» WHAT IS NEEDED
Express the stretch of records from the line containing "trace **dark blue car**, every instance" through the end of the records as a two-column CSV with the columns instruction and response. Give one row for each instruction and its answer, put each in a single quoted field with line breaks turned into spaces, and leave the pictures out.

» RECORD EXTRACTS
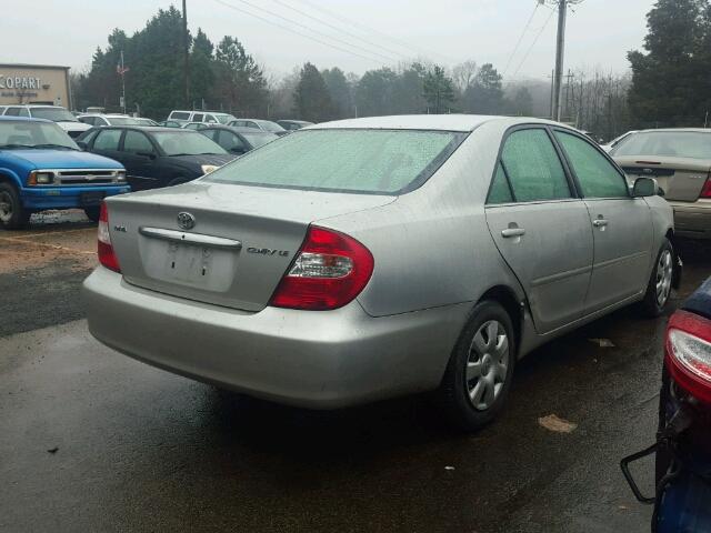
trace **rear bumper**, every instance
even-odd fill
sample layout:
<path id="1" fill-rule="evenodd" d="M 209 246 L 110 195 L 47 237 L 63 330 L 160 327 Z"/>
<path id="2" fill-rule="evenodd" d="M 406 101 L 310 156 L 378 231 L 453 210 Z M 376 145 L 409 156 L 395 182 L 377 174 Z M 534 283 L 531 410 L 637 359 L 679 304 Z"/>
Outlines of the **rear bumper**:
<path id="1" fill-rule="evenodd" d="M 20 190 L 20 199 L 26 209 L 71 209 L 84 208 L 82 193 L 99 192 L 104 197 L 113 197 L 131 192 L 129 185 L 102 187 L 38 187 Z M 96 205 L 96 204 L 94 204 Z"/>
<path id="2" fill-rule="evenodd" d="M 678 235 L 711 239 L 711 200 L 669 203 L 674 209 L 674 231 Z"/>
<path id="3" fill-rule="evenodd" d="M 439 385 L 470 305 L 385 318 L 360 304 L 258 313 L 127 283 L 99 266 L 86 281 L 89 330 L 127 355 L 267 400 L 334 409 Z"/>

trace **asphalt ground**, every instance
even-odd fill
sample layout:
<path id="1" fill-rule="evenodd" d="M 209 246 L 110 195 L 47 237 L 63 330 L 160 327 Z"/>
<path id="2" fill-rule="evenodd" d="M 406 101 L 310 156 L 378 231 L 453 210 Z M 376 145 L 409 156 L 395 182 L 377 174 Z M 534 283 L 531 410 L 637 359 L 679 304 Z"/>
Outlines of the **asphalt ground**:
<path id="1" fill-rule="evenodd" d="M 0 232 L 0 531 L 649 531 L 618 463 L 654 438 L 665 318 L 624 309 L 541 348 L 464 436 L 427 398 L 288 409 L 112 352 L 82 320 L 94 248 L 80 212 Z M 674 303 L 711 275 L 710 244 L 680 248 Z"/>

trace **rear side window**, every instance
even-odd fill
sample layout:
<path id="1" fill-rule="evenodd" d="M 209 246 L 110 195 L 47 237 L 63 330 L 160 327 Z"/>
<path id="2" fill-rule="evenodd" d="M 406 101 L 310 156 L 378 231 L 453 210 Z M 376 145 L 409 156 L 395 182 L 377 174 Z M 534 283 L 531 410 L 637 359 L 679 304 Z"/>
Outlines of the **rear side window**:
<path id="1" fill-rule="evenodd" d="M 545 130 L 511 133 L 501 152 L 517 202 L 571 198 L 563 165 Z"/>
<path id="2" fill-rule="evenodd" d="M 231 131 L 224 131 L 224 130 L 220 131 L 219 139 L 220 140 L 218 141 L 218 144 L 220 144 L 228 152 L 231 150 L 246 150 L 246 147 L 242 140 Z"/>
<path id="3" fill-rule="evenodd" d="M 248 152 L 206 181 L 394 194 L 412 190 L 467 137 L 450 131 L 304 130 Z"/>
<path id="4" fill-rule="evenodd" d="M 118 150 L 121 130 L 101 130 L 93 141 L 94 150 Z"/>
<path id="5" fill-rule="evenodd" d="M 624 177 L 588 141 L 555 131 L 585 198 L 629 198 Z"/>
<path id="6" fill-rule="evenodd" d="M 513 195 L 511 194 L 511 188 L 509 187 L 509 180 L 503 171 L 501 163 L 497 164 L 497 173 L 491 182 L 491 190 L 489 191 L 489 199 L 487 203 L 510 203 L 513 202 Z"/>

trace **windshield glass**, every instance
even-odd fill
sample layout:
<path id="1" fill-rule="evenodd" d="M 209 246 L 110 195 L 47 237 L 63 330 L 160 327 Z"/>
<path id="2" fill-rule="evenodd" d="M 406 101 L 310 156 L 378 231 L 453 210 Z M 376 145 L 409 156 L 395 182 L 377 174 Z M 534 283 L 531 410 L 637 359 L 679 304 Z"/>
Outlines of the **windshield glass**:
<path id="1" fill-rule="evenodd" d="M 79 122 L 77 117 L 64 108 L 30 108 L 30 113 L 36 119 L 47 119 L 53 122 Z"/>
<path id="2" fill-rule="evenodd" d="M 302 130 L 248 152 L 206 181 L 393 194 L 424 183 L 464 137 L 450 131 Z"/>
<path id="3" fill-rule="evenodd" d="M 251 131 L 249 133 L 242 133 L 242 137 L 254 148 L 259 148 L 274 139 L 279 139 L 279 135 L 274 135 L 273 133 L 252 133 Z"/>
<path id="4" fill-rule="evenodd" d="M 711 159 L 711 132 L 643 131 L 623 139 L 614 155 Z"/>
<path id="5" fill-rule="evenodd" d="M 64 130 L 50 122 L 1 121 L 0 149 L 2 148 L 69 148 L 79 150 Z"/>
<path id="6" fill-rule="evenodd" d="M 213 113 L 213 115 L 214 115 L 216 119 L 218 119 L 218 122 L 220 122 L 221 124 L 227 124 L 228 122 L 230 122 L 232 120 L 237 120 L 231 114 Z"/>
<path id="7" fill-rule="evenodd" d="M 279 131 L 287 131 L 281 125 L 279 125 L 277 122 L 271 122 L 269 120 L 258 120 L 256 122 L 259 124 L 259 127 L 262 130 L 273 131 L 274 133 L 279 132 Z"/>
<path id="8" fill-rule="evenodd" d="M 160 131 L 153 133 L 153 139 L 167 155 L 227 153 L 217 142 L 197 131 Z"/>
<path id="9" fill-rule="evenodd" d="M 140 120 L 131 117 L 107 117 L 106 119 L 111 125 L 146 125 Z"/>

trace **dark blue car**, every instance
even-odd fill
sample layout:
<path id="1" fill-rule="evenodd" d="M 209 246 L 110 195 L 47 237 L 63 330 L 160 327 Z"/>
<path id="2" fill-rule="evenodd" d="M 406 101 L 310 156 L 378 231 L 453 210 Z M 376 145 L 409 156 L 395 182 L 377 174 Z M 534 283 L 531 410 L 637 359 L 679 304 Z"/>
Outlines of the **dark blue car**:
<path id="1" fill-rule="evenodd" d="M 82 152 L 54 122 L 0 117 L 0 229 L 47 209 L 80 208 L 96 221 L 104 197 L 129 191 L 120 163 Z"/>
<path id="2" fill-rule="evenodd" d="M 669 320 L 657 443 L 622 461 L 637 497 L 654 504 L 652 531 L 711 532 L 711 278 Z M 657 491 L 643 496 L 629 463 L 657 454 Z"/>

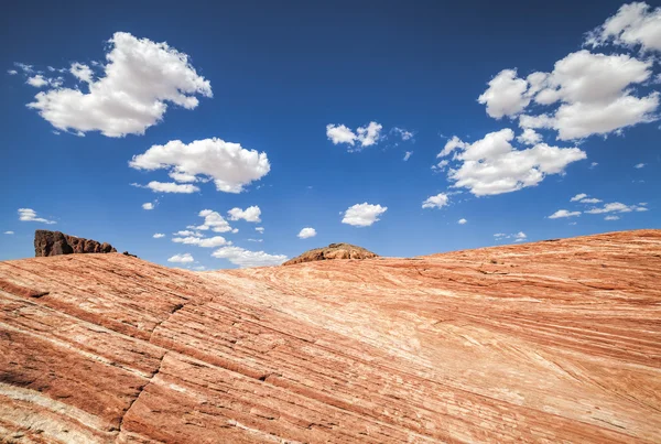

» FINAL RESULT
instruction,response
"trace **dark blue car**, every instance even-odd fill sample layout: <path id=""1"" fill-rule=""evenodd"" d=""M 209 246 L 110 195 L 47 237 L 63 330 L 160 327 Z""/> <path id=""2"" fill-rule=""evenodd"" d=""M 406 101 L 310 156 L 378 231 L 453 210 Z M 376 145 L 409 156 L 395 182 L 377 174 Z M 534 283 L 531 410 L 637 359 L 679 304 Z""/> Outlines of the **dark blue car**:","<path id=""1"" fill-rule=""evenodd"" d=""M 82 152 L 54 122 L 0 117 L 0 229 L 47 209 L 80 208 L 96 221 L 104 197 L 129 191 L 120 163 Z""/> <path id=""2"" fill-rule=""evenodd"" d=""M 669 320 L 657 443 L 622 461 L 637 497 L 654 504 L 652 531 L 711 532 L 711 278 Z M 657 491 L 643 496 L 629 463 L 657 454 Z""/>"